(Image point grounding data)
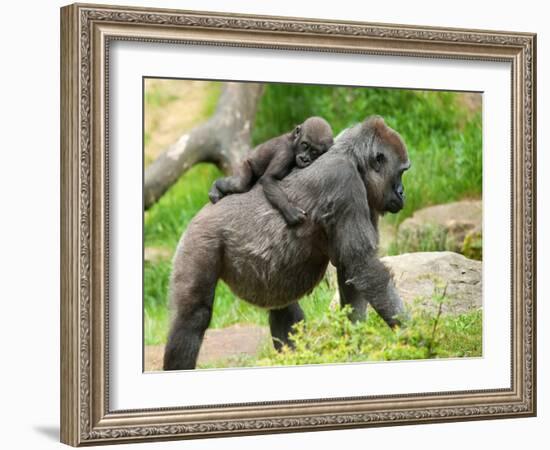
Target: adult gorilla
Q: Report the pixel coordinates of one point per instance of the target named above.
(244, 241)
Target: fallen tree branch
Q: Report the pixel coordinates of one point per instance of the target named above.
(222, 140)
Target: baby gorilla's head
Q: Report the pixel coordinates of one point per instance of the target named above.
(311, 140)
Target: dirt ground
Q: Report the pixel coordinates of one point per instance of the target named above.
(222, 344)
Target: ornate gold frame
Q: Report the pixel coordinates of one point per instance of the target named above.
(86, 31)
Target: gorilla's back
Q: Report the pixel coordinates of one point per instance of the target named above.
(266, 262)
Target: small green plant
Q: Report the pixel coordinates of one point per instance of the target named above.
(333, 338)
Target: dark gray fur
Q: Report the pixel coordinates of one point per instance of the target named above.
(273, 160)
(244, 241)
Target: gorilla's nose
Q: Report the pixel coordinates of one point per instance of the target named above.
(400, 191)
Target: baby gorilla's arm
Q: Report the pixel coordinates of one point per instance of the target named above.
(278, 168)
(240, 182)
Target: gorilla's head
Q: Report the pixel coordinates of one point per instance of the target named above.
(311, 140)
(382, 160)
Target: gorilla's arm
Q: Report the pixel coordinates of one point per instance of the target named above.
(362, 277)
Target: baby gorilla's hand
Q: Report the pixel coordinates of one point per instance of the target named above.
(214, 195)
(295, 216)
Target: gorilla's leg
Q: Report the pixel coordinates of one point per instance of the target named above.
(281, 322)
(349, 295)
(241, 181)
(375, 286)
(194, 298)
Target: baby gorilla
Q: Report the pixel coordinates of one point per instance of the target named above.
(273, 160)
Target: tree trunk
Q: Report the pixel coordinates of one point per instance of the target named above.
(222, 140)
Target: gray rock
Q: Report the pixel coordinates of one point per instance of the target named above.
(421, 276)
(442, 227)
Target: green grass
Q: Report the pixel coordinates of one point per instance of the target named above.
(442, 136)
(332, 338)
(444, 141)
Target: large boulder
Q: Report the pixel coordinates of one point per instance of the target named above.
(453, 226)
(421, 277)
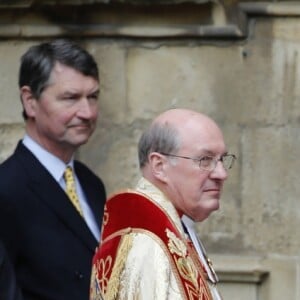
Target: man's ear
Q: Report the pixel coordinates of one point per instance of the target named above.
(28, 101)
(158, 163)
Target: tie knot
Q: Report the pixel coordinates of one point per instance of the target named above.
(68, 174)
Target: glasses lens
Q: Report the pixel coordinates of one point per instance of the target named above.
(207, 163)
(228, 161)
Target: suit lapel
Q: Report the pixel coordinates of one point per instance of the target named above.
(48, 190)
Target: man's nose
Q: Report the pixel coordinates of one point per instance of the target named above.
(220, 172)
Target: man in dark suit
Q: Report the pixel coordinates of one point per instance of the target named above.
(8, 287)
(50, 238)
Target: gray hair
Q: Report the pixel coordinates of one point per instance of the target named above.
(161, 138)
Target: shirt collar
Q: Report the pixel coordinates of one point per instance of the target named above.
(52, 163)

(Problem to work on)
Copy each line of the records above that carries the word "nose".

(Result below)
Target: gorilla's nose
Target: man's nose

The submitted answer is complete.